* VORLIEGENDER TEXT *
# Fränkische Schweiz Touren?



## BergFlo (8. Mai 2005)

Servus beinand,

werd der Fränkischen Schweiz über Pfingsten einen Kurzbesuch abstatten.
In der Bike 12/2004 waren 3 Touren beschrieben.
Kennt die Zufällig wer und kann was drüber sagen?

Oder hat jemand gute Vorschläge?

Flo  

PS:
Hab ein Quartier in der nähe von Gößweinstein


----------



## wr400 (9. Mai 2005)

Servus,

sind das die 3 MTB Touren rund um Heiligenstadt? ( http://www.fraenkische-schweiz.com/sport/mtb-routen.html )
Geisberg und Altenberg bin ich schon gefahren. Matzenstein leider noch nicht.

gruss
wr400


----------



## MTB-News.de




----------



## volker70 (9. Mai 2005)

Servus BergFlo,

schau mal unter www.schiem-a-no.de.
Einfach mal eine Mail schreiben, vielleicht findet sich ein gemeinsamer
Termin
Gruß
Volker


----------



## merkt_p (9. Mai 2005)

Hallo,

probiers doch mal hiermit

Heinrich Uhl Weg 
Gruss Martin


----------



## BergFlo (10. Mai 2005)

Servus,

Danke scho mal für die Links.

@wr400
Die Touren aus dem Link sinds zwar nicht, aber nachdem Du 2 davon schon gefahren bist - was gibts dazu zu sagen?
Lohnt sichs oder gibts besseres?

Danke

Flo


----------



## Saddamchen (13. Mai 2005)

HAllo Bergflo,
ich machs kurz! Wenn du keinen Bock auf großartig orientieren und Kartenlesen hast kann ich dir die Touren bei Heiligenstadt empfehlen, da sie recht gut beschildert sind. Wenn du knifflige Trails oder Downhills suchst kannst du alle drei vergessen! Dann doch lieber Fritsch  Süd und an Wanderwegen und Höhenlinien eine Tour "basteln" und dann sein Glück versuchen!!
Alternativ kannst du dir auch in einer der zahllosen Brauereien 10 Bier hinter die Birne kippen und losfahren! Dann wird schon eine Bordsteinkante zum Mörderdrop! Hä Hä Hä

Gruß
Bernd


----------



## traileruli (14. Mai 2005)

Hallo Bergflo, erstmal schön daß du in die Fränkische kommst. Ich arbeite hier als Tourenguide. 
Die Heiligenstädter MTB-Strecken sind nicht sooooo sondelich toll. 
Am Samstag machen wir immer ne Tour von Forchheim aus, ab Kletterhalle, an der Straße zur Fänkischen Schweiz gelegen, um 13.30 in die Fränkische, bei der jeder mitmachen kann. 
Auch am Sonntag läuft ne Tour, vom DAV Nürnberg, umsonst und drausen siehe: http://www.mtb-dav-nuernberg.de/ind...gt&PHPSESSID=6d3c64600adcc25c395da1bffb581bab . 
Weiterhin bist du am richtigen Startort Gössweinstein um alle Möglichkeiten der Wanderwege auszunutzen. Wie Sadämchen bereits schreibt: Karte nehmen und los. Ich kann dir aber gerne auch was zeigen, bin am Samstag ab 10.00 Uhr bei der Firma AktivReisen in Muggendorf anzutreffen. Gruß Uli


----------

* BEREITGESTELLTE ZEILEN *
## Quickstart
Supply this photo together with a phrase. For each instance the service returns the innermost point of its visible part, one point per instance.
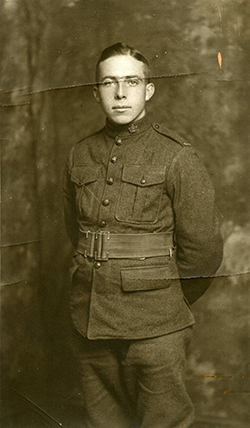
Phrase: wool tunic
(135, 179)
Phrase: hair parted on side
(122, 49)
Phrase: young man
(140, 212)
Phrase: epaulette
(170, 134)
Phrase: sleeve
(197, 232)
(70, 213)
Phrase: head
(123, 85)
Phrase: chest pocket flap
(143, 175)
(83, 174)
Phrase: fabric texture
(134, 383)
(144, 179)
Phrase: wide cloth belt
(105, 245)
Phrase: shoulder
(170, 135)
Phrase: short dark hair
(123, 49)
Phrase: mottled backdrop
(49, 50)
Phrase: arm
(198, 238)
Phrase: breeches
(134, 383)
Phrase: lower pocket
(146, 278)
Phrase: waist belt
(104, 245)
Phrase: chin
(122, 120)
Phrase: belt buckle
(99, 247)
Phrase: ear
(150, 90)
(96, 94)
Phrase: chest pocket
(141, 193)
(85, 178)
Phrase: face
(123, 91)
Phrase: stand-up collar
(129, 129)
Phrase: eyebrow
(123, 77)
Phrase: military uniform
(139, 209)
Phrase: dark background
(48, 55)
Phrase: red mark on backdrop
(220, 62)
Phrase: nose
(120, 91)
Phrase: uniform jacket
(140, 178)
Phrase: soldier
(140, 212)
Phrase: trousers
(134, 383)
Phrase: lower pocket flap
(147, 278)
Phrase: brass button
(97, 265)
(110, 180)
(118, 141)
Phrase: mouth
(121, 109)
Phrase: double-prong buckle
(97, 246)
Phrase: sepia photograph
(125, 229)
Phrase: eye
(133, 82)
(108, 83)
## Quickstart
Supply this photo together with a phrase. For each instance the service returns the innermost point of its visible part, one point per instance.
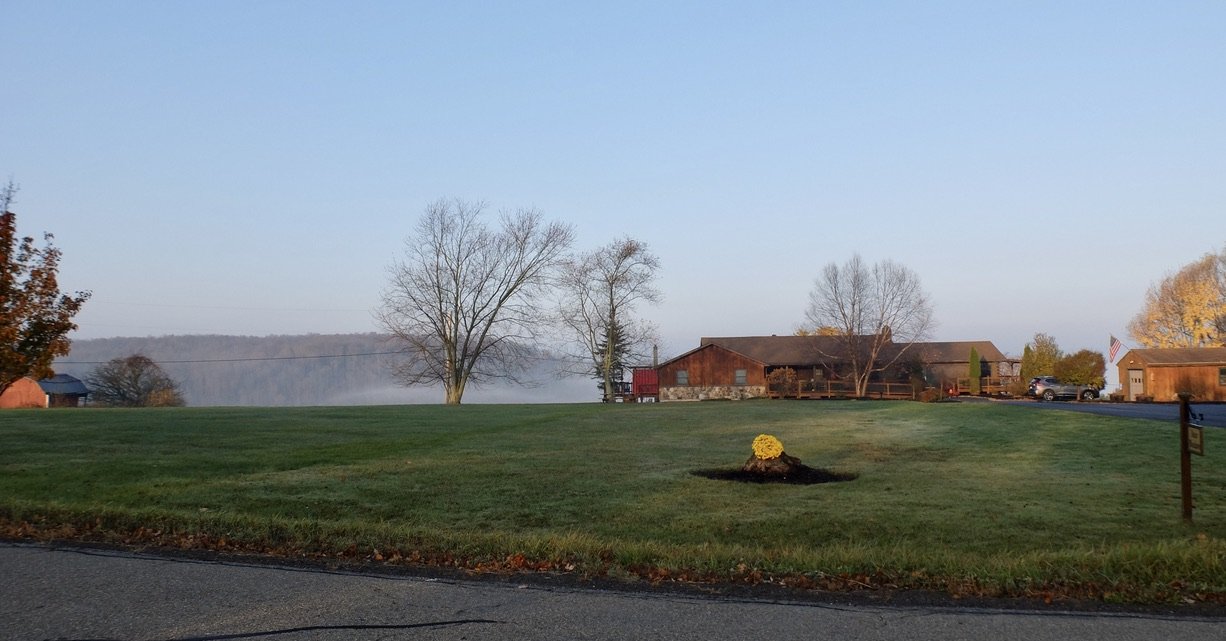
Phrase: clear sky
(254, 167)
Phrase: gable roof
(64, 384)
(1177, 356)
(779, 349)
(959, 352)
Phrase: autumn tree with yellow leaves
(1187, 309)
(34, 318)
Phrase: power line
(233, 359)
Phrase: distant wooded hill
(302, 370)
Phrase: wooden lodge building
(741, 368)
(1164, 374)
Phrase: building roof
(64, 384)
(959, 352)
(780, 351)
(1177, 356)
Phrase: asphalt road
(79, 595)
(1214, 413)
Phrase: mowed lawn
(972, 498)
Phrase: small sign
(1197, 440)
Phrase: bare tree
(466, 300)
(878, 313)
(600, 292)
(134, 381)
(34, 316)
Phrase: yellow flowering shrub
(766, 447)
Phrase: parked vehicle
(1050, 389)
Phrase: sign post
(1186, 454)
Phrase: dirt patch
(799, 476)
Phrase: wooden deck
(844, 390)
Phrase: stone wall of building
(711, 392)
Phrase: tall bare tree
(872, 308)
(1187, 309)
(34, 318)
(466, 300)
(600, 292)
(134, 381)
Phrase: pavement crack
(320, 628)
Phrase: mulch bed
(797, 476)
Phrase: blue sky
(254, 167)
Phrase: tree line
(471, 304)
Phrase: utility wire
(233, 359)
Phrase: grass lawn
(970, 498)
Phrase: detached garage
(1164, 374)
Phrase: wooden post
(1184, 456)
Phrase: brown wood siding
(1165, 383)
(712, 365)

---

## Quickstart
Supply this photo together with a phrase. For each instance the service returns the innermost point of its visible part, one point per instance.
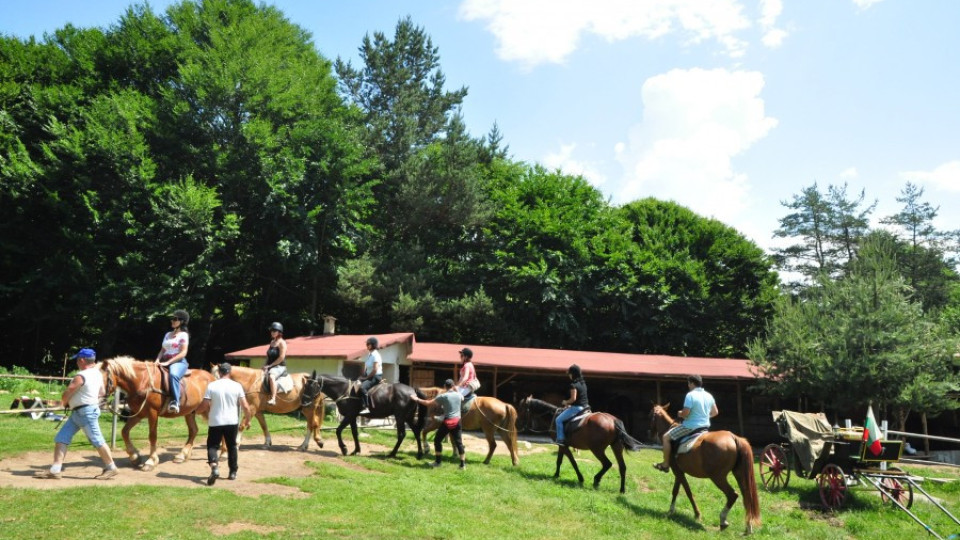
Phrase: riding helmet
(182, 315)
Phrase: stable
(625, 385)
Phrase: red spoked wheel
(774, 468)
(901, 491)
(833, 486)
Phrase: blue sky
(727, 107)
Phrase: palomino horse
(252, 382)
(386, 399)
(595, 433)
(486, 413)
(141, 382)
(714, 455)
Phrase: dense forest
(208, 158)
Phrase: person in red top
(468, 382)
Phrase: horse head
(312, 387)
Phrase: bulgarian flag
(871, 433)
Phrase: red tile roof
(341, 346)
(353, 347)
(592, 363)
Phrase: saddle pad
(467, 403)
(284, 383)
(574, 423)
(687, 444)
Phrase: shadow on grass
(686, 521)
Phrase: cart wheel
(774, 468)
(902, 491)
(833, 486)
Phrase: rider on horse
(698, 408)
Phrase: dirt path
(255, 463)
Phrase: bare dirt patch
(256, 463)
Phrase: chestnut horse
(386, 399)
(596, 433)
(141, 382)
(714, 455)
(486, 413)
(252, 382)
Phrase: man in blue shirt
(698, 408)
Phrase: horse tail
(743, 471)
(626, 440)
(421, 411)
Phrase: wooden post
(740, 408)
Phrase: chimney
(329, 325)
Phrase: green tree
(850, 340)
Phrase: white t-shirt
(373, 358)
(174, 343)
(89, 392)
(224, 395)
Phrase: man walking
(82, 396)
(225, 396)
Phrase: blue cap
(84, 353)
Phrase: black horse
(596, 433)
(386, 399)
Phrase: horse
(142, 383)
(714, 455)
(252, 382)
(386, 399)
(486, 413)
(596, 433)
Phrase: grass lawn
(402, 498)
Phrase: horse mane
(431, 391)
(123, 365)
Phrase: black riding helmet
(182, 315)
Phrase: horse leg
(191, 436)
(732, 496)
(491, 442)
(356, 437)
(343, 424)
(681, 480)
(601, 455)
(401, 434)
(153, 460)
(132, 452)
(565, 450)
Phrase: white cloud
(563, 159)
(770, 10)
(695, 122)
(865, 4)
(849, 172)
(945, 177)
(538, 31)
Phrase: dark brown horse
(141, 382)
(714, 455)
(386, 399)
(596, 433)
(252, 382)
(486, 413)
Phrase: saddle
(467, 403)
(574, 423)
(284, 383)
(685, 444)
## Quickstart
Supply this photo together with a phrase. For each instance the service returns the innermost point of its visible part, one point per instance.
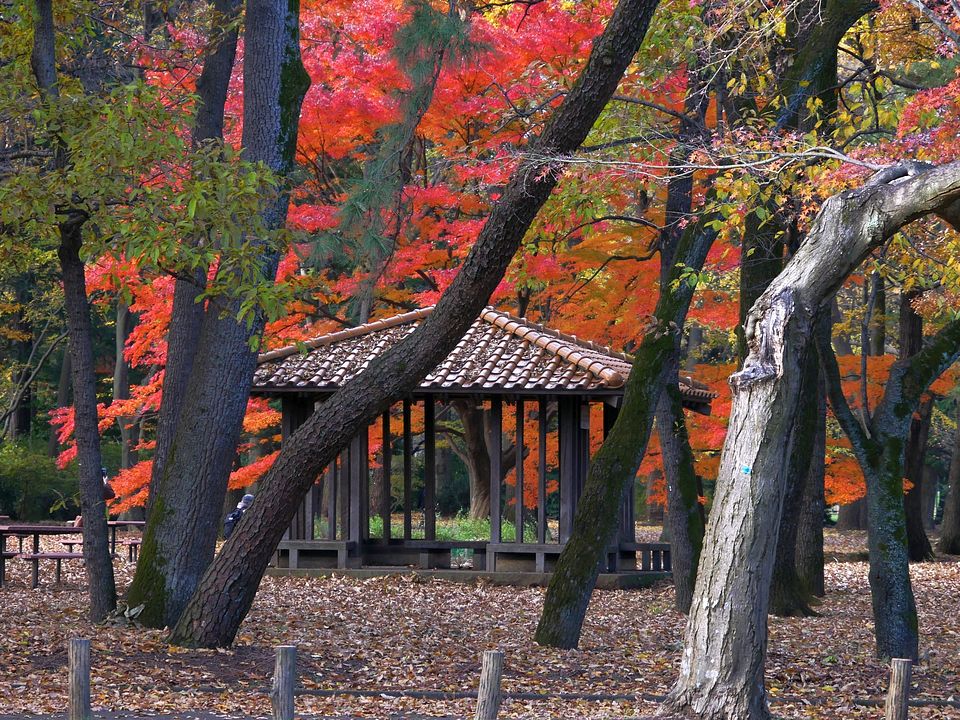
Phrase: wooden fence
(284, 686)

==

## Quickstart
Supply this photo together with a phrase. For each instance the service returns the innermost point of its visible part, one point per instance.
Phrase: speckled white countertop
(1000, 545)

* AUFGABEN *
a: Um wie viel Uhr beginnt laut der Forumsdiskussion die Samstagstour ab Forchheim?
b: Fassen Sie die Forumsdiskussion in zwei Sätzen zusammen.
c: Schreiben Sie aus der Forumsdiskussion den Abschnitt ab, der mit den Worten „## BergFlo (10.“ beginnt und mit den Worten „oder gibts besseres?“ endet.
Die Zeilen sind eigenständiges Material und gehören nicht zur Forumsdiskussion.

* VOLLSTÄNDIGE ANTWORTEN *
a: Die Samstagstour ab Forchheim beginnt um 13.30 Uhr.

b: BergFlo plant über Pfingsten einen Kurzbesuch in der Fränkischen Schweiz und bittet um Tourenvorschläge, worauf er unter anderem Links und den Hinweis auf den Heinrich-Uhl-Weg erhält. Die Touren bei Heiligenstadt gelten als gut beschildert, aber für knifflige Trails ungeeignet, und ein Tourenguide empfiehlt geführte Wochenendtouren sowie eigene Fahrten mit Karte auf den Wanderwegen ab Gößweinstein.

c:
## BergFlo (10. Mai 2005)

Servus,

Danke scho mal für die Links.

@wr400
Die Touren aus dem Link sinds zwar nicht, aber nachdem Du 2 davon schon gefahren bist - was gibts dazu zu sagen?
Lohnt sichs oder gibts besseres?